PASSAGE FOR REVIEW Block Start
Skip to main content
. 2022 Mar 31;11:e67667. doi: 10.7554/eLife.67667

Figure 5. Phylogenomic exploration of the unknown sequence space.

Figure 5.

(A) Distribution of the lineage-specific GCs by taxonomic level. Lineage-specific unknown GCs are more abundant in the lower taxonomic levels (genus, species). (B) Phylogenetic conservation of the known and unknown sequence space in 27,372 bacterial genomes from GTDB_r86. We observe differences in the conservation between the known and the unknown sequence space for lineage- and non-lineage specific GCs (paired Wilcoxon rank-sum test; all p-values <  0.0001). (C) The majority of the lineage-specific clusters are part of the unknown sequence space, and only a small proportion was found in prophages present in the GTDB_r86 genomes. (D) Known and unknown sequence space of the 27,732 GTDB_r86 bacterial genomes grouped by bacterial phyla. Phyla are partitioned based on the ratio of known to unknown GCs and vice versa. Phyla enriched in MAGs have higher proportions in GCs of unknown function. Phyla with a high proportion of non-classified clusters (NC; discarded during the validation steps) tend to contain a small number of genomes. (E) The alluvial plot’s left side shows the uncharacterized (OM-RGC v2 GC) and characterized (OM-RGC v2) fraction of the gene catalog. The functional annotation is based on the eggNOG annotations provided by Salazar et al., 2019. The right side of the alluvial plot shows the new organization of the OM-RGC v2 sequence space based on the approach described in this study. The treemap in the right links the metagenomic and genomic space adding context to the unknown fraction of the OM-RGC v2.
PASSAGE FOR REVIEW Block End
AVAILABLE DATA Block Start
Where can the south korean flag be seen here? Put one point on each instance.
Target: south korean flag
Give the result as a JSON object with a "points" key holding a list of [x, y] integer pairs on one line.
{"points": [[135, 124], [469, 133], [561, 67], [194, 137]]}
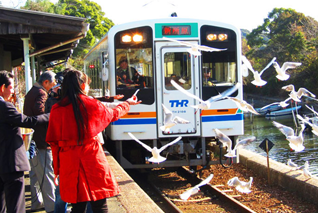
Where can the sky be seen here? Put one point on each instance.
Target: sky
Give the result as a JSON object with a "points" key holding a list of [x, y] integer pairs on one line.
{"points": [[244, 14]]}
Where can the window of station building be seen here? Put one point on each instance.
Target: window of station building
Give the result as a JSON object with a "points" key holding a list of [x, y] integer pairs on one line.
{"points": [[177, 67], [134, 64]]}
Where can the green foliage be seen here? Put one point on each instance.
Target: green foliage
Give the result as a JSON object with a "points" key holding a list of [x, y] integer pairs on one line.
{"points": [[288, 36], [98, 23]]}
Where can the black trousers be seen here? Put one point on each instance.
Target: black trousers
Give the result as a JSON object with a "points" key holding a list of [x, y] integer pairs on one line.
{"points": [[12, 192], [98, 206]]}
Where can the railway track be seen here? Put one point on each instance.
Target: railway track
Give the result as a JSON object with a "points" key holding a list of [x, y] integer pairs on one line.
{"points": [[209, 194]]}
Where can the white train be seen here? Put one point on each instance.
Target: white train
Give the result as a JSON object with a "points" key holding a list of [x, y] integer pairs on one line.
{"points": [[153, 61]]}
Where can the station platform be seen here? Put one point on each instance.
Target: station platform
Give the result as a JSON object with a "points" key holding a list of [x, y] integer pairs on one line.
{"points": [[131, 199]]}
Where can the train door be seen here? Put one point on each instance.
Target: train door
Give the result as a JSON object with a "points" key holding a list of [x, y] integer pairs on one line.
{"points": [[175, 63]]}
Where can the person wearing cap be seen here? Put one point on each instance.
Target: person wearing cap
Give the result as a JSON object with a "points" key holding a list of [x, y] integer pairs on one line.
{"points": [[125, 69], [41, 174], [13, 158]]}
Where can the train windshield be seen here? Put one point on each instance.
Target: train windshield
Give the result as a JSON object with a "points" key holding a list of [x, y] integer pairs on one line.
{"points": [[134, 63]]}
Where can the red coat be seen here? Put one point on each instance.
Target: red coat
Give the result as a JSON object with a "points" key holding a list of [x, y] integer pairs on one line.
{"points": [[83, 169]]}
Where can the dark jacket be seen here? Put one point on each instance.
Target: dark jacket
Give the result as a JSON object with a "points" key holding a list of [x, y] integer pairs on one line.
{"points": [[12, 150], [34, 104]]}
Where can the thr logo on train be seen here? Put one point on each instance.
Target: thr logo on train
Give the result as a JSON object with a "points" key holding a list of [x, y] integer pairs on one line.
{"points": [[179, 103]]}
AVAILABLE DATA Block End
### ABOUT THIS TASK
In the figure caption on the unknown sequence space, list the letter of every panel whose description mentions GTDB_r86.

### WRITTEN ANSWER
B, C, D